** Opening Data in this exercise block **
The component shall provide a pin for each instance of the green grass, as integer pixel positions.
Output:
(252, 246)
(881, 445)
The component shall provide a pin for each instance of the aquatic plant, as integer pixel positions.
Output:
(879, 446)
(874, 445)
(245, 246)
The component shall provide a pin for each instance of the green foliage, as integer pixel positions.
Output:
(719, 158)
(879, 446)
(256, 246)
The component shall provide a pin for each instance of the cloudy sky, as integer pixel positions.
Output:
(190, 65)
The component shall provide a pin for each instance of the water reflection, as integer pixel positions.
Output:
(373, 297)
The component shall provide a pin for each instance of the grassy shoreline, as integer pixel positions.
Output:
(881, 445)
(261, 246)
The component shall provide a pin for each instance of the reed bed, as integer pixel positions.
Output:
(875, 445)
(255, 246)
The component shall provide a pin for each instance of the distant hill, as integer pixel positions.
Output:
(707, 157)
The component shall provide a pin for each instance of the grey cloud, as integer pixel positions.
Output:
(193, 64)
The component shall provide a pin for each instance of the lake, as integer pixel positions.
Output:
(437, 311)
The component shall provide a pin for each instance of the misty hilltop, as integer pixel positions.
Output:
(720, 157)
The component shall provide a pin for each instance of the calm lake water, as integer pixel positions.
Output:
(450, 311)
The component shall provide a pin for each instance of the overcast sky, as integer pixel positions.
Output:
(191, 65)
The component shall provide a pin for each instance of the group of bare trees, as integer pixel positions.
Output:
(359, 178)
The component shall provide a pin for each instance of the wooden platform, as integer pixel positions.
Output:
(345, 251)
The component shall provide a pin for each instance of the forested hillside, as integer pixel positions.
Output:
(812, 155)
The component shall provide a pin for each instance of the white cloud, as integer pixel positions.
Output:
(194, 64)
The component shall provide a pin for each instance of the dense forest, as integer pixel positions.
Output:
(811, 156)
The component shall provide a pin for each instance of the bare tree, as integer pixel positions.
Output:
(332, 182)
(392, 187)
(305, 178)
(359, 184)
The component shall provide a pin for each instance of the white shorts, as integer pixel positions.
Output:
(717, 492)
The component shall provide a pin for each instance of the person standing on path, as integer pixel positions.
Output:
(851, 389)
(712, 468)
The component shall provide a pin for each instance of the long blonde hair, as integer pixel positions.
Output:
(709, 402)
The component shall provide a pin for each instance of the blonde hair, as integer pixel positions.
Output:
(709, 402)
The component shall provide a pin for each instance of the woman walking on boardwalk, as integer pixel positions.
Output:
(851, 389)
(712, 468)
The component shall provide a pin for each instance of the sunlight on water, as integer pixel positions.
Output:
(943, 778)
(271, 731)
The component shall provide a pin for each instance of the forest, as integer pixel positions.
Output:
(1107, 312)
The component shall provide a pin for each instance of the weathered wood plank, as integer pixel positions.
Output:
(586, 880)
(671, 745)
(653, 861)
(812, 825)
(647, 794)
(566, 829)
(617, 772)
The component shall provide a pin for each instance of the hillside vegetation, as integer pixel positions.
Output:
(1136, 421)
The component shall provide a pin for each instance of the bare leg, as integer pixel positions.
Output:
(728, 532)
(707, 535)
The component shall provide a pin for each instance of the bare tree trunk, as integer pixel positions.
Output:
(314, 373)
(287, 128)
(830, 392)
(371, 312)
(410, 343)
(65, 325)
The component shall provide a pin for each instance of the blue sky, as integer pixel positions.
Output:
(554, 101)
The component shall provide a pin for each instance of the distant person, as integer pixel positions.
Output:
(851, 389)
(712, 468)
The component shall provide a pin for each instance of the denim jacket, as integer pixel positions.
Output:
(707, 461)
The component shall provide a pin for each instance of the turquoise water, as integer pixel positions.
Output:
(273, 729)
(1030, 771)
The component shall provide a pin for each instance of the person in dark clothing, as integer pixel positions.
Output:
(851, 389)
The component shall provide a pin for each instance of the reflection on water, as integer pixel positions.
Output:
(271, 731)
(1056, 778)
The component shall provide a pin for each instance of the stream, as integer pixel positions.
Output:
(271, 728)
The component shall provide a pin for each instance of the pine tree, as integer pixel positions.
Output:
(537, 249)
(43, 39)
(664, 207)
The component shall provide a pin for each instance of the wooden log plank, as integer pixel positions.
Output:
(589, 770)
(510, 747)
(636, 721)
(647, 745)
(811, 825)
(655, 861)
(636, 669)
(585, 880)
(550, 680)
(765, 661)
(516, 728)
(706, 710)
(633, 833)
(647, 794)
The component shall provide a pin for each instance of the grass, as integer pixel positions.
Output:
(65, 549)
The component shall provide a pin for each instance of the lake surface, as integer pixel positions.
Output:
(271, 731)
** Closing Data in this exercise block **
Pick out every line above that holds the word "hair" and copy it.

The component shall provide a pin for each instance of the long blonde hair, as integer pixel positions.
The component shall provide a pin for each instance of the blonde hair, as integer pixel positions.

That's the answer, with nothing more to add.